*Dataset records:*
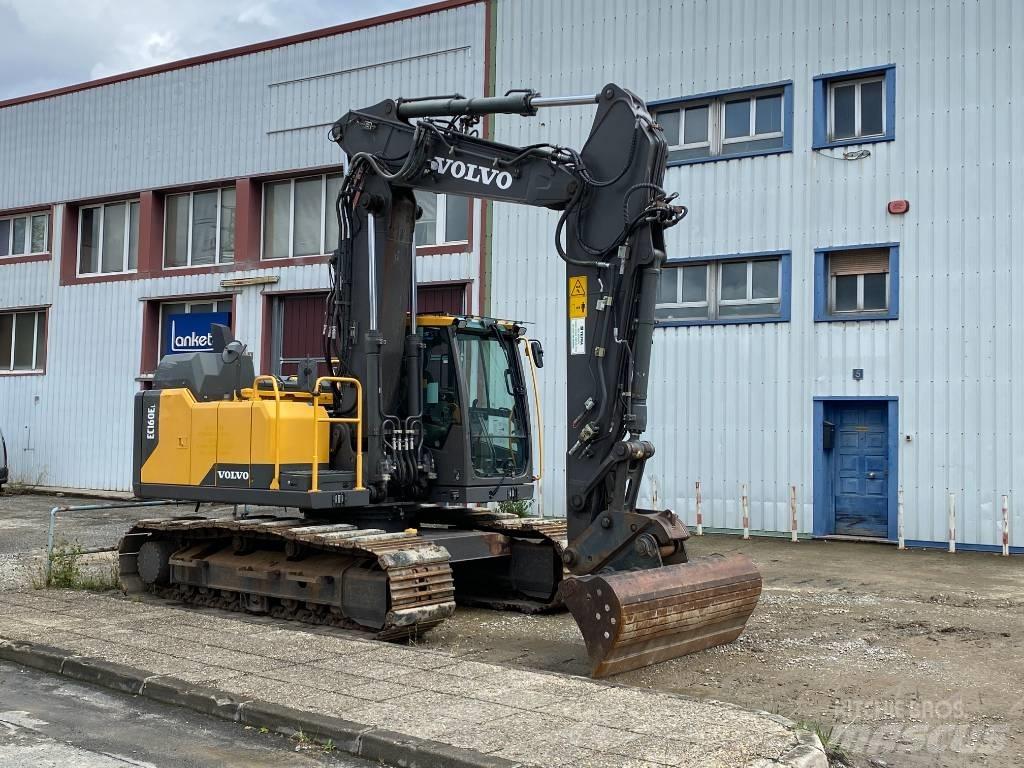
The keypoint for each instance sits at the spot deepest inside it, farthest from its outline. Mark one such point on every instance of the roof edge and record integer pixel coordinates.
(242, 50)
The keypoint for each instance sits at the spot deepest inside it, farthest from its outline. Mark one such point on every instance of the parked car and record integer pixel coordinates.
(3, 461)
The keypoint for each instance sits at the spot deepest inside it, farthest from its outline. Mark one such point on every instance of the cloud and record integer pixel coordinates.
(52, 43)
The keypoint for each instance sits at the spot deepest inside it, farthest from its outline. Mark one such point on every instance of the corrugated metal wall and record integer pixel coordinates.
(256, 114)
(734, 403)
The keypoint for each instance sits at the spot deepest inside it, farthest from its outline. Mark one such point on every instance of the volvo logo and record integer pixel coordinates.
(472, 172)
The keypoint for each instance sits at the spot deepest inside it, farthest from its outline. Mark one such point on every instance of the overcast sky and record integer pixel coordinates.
(50, 43)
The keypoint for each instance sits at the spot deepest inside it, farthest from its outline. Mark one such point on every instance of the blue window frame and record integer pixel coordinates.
(727, 124)
(856, 283)
(737, 288)
(857, 107)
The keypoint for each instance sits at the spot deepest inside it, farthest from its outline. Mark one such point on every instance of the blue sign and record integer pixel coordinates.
(190, 332)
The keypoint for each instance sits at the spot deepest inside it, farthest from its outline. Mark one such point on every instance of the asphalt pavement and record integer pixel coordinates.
(47, 721)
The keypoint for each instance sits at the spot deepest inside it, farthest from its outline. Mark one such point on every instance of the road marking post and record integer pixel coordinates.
(901, 540)
(744, 503)
(1006, 525)
(952, 523)
(699, 511)
(793, 513)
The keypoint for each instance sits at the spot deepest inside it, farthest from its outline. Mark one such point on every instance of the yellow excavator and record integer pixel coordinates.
(406, 445)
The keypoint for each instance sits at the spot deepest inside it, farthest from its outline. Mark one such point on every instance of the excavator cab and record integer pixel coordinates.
(475, 413)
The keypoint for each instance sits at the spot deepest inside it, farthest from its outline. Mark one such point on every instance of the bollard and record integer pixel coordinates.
(745, 504)
(952, 523)
(793, 513)
(1006, 526)
(699, 511)
(901, 541)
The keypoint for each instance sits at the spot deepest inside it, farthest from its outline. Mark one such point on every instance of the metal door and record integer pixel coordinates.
(861, 469)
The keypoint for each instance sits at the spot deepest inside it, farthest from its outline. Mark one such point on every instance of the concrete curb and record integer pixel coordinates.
(366, 741)
(361, 740)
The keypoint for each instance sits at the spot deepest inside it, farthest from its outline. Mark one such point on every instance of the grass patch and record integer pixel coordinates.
(69, 572)
(520, 508)
(834, 751)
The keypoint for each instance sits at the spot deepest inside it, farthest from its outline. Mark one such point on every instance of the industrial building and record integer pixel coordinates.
(839, 331)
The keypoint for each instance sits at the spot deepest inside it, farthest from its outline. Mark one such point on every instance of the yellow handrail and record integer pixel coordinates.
(275, 482)
(356, 420)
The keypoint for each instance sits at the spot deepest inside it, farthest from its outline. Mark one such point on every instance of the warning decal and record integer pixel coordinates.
(578, 297)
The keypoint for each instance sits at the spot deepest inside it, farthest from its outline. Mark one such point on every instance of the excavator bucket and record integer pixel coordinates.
(634, 619)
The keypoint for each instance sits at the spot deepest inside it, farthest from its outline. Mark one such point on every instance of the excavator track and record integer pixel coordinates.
(527, 582)
(389, 585)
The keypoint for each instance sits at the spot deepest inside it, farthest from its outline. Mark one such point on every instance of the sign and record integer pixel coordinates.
(578, 336)
(190, 332)
(578, 297)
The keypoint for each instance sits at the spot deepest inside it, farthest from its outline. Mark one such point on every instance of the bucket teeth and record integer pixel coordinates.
(634, 619)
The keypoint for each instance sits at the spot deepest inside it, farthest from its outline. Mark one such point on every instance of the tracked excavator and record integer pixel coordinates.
(400, 448)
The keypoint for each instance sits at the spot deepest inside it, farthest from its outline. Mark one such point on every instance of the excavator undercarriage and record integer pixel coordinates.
(404, 448)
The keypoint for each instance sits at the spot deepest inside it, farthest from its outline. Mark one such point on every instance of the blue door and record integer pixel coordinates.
(860, 464)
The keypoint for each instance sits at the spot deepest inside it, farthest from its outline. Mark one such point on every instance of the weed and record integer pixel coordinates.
(518, 508)
(834, 751)
(67, 571)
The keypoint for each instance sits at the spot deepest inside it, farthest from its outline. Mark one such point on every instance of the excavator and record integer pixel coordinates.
(407, 450)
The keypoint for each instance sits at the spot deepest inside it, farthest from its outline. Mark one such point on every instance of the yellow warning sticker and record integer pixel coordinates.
(578, 297)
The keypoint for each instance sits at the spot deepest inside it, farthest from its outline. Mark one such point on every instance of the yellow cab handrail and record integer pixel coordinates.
(275, 482)
(356, 420)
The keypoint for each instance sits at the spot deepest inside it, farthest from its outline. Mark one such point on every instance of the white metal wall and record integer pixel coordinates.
(733, 403)
(249, 115)
(256, 114)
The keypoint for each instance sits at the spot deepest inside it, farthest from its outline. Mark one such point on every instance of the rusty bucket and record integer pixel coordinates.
(633, 619)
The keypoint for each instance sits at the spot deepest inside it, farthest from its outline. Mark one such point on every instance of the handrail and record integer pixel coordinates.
(275, 482)
(356, 420)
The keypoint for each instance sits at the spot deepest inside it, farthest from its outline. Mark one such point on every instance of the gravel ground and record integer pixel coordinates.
(24, 520)
(910, 658)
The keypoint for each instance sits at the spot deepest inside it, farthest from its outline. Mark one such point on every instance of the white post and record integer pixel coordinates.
(699, 511)
(901, 541)
(793, 513)
(745, 505)
(952, 522)
(1006, 526)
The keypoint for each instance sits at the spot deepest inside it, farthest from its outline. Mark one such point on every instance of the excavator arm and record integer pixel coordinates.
(637, 600)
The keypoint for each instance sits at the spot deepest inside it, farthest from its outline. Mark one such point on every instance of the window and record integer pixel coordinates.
(23, 341)
(855, 108)
(444, 219)
(856, 283)
(187, 307)
(299, 216)
(108, 239)
(736, 123)
(25, 236)
(727, 289)
(199, 228)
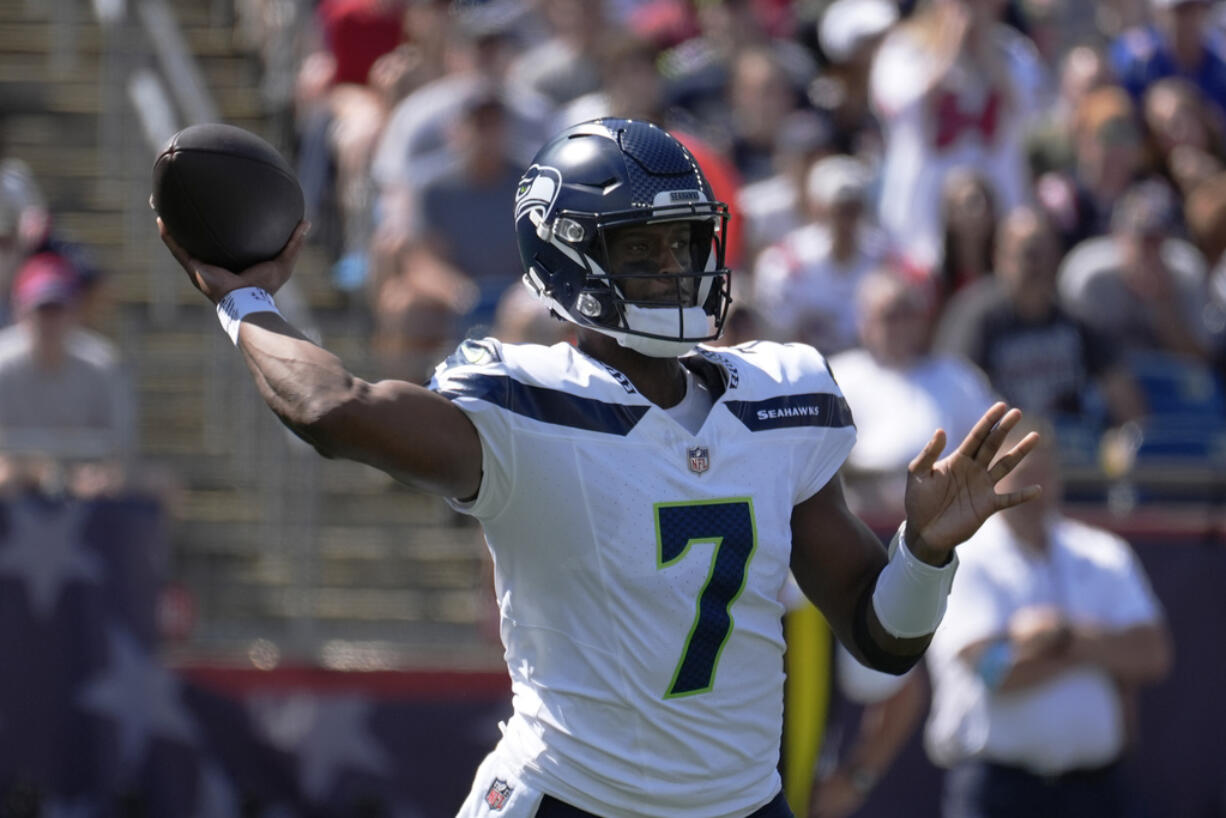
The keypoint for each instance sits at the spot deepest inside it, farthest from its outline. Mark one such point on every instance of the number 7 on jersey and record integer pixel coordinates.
(728, 525)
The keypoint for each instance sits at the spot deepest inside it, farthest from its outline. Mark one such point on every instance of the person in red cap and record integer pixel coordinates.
(63, 395)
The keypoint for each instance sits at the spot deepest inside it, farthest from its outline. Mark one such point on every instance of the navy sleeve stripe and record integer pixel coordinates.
(546, 405)
(817, 409)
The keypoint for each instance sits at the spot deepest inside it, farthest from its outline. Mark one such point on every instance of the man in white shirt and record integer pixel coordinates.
(1052, 626)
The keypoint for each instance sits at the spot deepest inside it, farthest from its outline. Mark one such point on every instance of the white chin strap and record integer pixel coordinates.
(663, 320)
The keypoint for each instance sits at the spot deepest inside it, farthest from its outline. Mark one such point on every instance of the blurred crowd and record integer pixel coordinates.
(951, 199)
(954, 200)
(68, 411)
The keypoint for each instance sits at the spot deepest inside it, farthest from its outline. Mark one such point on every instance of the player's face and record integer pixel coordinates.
(651, 261)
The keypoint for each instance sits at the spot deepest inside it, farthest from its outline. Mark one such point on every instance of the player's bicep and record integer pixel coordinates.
(835, 557)
(416, 435)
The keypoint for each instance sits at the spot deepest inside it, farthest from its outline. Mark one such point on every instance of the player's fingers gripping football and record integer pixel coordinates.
(274, 274)
(215, 282)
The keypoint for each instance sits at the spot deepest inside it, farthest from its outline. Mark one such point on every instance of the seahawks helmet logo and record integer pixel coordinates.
(537, 193)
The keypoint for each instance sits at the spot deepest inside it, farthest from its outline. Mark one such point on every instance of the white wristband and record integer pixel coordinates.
(239, 303)
(910, 595)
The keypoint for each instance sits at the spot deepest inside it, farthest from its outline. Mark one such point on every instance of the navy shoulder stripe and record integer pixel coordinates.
(817, 409)
(546, 405)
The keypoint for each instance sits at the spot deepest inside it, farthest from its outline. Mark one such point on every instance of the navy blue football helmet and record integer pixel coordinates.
(607, 174)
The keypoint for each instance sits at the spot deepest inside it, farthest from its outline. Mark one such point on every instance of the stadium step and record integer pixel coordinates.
(330, 559)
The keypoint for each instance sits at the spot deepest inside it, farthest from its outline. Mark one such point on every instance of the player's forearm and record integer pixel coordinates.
(300, 382)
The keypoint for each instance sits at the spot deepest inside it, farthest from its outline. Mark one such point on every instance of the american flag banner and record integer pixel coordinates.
(95, 725)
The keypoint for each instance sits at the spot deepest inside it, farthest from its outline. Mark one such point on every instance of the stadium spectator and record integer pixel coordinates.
(1140, 288)
(1180, 42)
(894, 368)
(1035, 355)
(1205, 216)
(416, 139)
(23, 226)
(849, 33)
(446, 277)
(806, 283)
(953, 87)
(564, 65)
(630, 84)
(760, 97)
(593, 475)
(340, 115)
(1052, 628)
(771, 207)
(700, 69)
(969, 216)
(1052, 141)
(63, 393)
(1184, 140)
(1108, 157)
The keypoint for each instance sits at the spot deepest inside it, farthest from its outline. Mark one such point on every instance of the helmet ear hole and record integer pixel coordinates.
(701, 237)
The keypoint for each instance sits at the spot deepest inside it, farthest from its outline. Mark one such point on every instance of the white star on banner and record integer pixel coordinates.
(140, 695)
(326, 733)
(43, 548)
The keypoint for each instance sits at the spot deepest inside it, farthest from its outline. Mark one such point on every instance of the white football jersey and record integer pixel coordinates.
(638, 569)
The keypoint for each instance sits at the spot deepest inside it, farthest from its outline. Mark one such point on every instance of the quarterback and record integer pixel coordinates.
(644, 497)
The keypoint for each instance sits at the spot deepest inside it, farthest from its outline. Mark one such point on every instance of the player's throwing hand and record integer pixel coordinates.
(215, 282)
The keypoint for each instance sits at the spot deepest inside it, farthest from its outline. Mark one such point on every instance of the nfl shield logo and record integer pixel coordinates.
(499, 791)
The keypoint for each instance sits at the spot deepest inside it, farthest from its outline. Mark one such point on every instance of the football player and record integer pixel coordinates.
(644, 497)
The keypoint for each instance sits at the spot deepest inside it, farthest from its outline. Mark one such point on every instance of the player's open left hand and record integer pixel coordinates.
(948, 499)
(215, 282)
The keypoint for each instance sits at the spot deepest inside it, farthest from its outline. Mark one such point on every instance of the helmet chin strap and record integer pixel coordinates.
(663, 320)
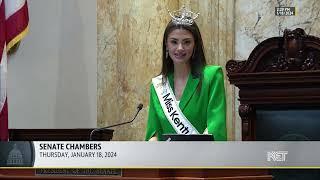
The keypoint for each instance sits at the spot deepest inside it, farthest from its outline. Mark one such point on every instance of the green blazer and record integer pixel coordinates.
(204, 108)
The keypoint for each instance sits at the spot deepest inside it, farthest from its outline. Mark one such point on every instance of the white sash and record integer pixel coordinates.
(170, 108)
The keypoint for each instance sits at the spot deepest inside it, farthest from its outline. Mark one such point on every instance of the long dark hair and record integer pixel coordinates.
(197, 61)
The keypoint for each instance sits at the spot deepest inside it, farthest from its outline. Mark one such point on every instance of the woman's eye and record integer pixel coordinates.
(173, 42)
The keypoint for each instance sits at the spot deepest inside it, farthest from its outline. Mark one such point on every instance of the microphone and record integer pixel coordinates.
(139, 107)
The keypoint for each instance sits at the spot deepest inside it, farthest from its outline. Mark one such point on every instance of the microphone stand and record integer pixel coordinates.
(103, 128)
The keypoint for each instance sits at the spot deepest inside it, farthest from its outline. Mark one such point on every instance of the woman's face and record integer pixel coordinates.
(180, 44)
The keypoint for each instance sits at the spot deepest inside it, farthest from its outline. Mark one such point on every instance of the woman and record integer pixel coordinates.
(188, 97)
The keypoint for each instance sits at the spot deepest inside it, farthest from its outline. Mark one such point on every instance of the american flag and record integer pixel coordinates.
(14, 23)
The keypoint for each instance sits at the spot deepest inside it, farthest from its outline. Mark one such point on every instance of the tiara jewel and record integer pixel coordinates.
(183, 16)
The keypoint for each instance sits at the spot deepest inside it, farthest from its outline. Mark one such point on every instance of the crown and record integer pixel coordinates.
(183, 16)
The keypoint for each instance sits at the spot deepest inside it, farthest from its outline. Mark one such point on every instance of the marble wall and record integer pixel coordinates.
(255, 21)
(129, 36)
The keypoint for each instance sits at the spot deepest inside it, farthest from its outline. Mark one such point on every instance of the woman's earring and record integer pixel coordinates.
(167, 54)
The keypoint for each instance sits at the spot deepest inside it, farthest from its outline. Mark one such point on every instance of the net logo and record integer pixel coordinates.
(285, 11)
(278, 156)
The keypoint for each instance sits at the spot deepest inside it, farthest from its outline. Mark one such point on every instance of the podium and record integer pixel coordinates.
(83, 134)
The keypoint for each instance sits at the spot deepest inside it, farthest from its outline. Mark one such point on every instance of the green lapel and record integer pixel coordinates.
(188, 91)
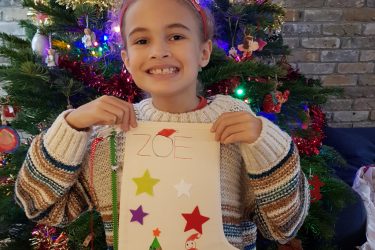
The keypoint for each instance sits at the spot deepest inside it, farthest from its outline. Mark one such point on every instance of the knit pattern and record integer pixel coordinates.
(262, 185)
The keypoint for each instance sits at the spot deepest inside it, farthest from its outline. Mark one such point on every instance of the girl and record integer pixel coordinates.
(166, 43)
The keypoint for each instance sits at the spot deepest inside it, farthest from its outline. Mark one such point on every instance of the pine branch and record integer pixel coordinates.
(231, 69)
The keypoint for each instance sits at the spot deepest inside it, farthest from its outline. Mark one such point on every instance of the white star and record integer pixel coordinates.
(183, 188)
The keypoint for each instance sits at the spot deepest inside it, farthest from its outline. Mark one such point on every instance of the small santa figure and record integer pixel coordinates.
(190, 242)
(89, 39)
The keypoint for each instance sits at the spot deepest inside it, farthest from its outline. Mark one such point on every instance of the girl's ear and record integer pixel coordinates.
(206, 53)
(125, 59)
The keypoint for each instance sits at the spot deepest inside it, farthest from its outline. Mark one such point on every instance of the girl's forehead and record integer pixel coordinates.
(158, 13)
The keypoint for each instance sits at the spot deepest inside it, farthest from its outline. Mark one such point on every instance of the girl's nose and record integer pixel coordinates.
(160, 50)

*Goal:* Reproduce, word for word, the stretch of the listing from the line containing "forehead and record integer pixel coordinates." through the end of the listing.

*The output:*
The keypoint for each instance sits at the spot deepest inside it, farthest from its outline. Mark one such point on every instance of the girl's forehead and record integer pixel coordinates.
(158, 13)
The keypoint for each instance sits at the spot deepest inside it, farthest from its outline. Mark one such point on every instance of the girl's nose and record integer pixel coordinates.
(160, 50)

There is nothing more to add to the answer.